• **Instructions for the task**: Copy the lines of the listing below verbatim, beginning with the line that contains "# test: locate the ceiling fan and" and continuing through the end of the listing. Omit the pictures.

═══ Records for the exercise ═══

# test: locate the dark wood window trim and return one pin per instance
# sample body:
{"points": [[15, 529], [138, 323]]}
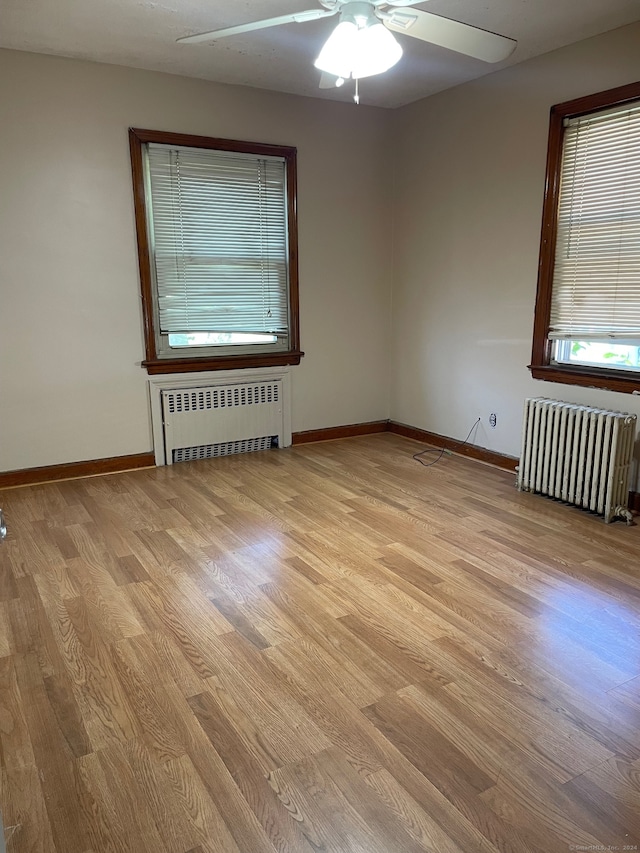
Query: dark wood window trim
{"points": [[541, 366], [138, 138]]}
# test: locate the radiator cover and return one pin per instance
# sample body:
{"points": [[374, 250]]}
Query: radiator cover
{"points": [[205, 417]]}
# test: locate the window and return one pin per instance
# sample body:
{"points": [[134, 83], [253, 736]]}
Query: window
{"points": [[217, 246], [587, 324]]}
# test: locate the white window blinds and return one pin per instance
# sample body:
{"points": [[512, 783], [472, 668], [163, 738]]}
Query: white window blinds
{"points": [[218, 223], [596, 284]]}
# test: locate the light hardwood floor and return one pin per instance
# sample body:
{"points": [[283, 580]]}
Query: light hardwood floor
{"points": [[326, 648]]}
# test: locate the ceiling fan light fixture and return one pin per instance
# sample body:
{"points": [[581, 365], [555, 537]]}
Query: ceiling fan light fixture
{"points": [[360, 46], [337, 54], [376, 51]]}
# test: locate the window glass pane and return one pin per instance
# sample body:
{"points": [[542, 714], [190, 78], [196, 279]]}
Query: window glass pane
{"points": [[600, 354], [216, 339]]}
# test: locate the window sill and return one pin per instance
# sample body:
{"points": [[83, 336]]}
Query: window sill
{"points": [[227, 362], [624, 382]]}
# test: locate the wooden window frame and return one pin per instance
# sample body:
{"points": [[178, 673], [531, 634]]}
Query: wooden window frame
{"points": [[138, 138], [542, 366]]}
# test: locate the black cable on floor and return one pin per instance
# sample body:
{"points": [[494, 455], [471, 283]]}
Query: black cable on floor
{"points": [[444, 450]]}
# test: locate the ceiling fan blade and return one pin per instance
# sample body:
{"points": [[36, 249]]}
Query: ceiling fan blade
{"points": [[294, 18], [472, 41]]}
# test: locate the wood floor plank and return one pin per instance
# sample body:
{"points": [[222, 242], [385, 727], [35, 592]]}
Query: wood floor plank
{"points": [[322, 649]]}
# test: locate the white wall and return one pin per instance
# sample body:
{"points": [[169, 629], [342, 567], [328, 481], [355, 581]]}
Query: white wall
{"points": [[470, 182], [71, 385]]}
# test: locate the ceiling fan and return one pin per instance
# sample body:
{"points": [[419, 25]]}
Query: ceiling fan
{"points": [[363, 44]]}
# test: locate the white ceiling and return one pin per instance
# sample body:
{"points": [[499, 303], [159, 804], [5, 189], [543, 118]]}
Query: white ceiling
{"points": [[142, 34]]}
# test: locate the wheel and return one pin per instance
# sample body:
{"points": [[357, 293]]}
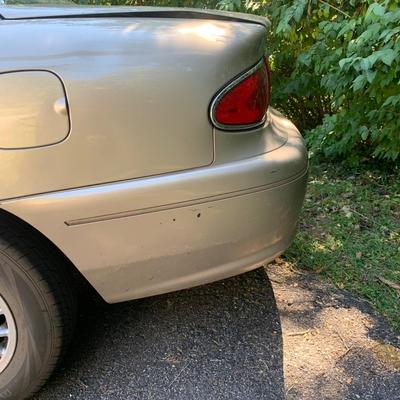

═══

• **Complete response**:
# test: locate the ceiling fan and return one pin per instance
# sample body:
{"points": [[419, 25]]}
Query: ceiling fan
{"points": [[363, 44]]}
# test: locate the white ceiling and return one pin per instance
# sample body:
{"points": [[499, 303], [159, 804], [5, 189], [543, 118]]}
Query: white ceiling
{"points": [[142, 34]]}
# test: locate the wheel and return one pin per instance
# sample body:
{"points": [[357, 293]]}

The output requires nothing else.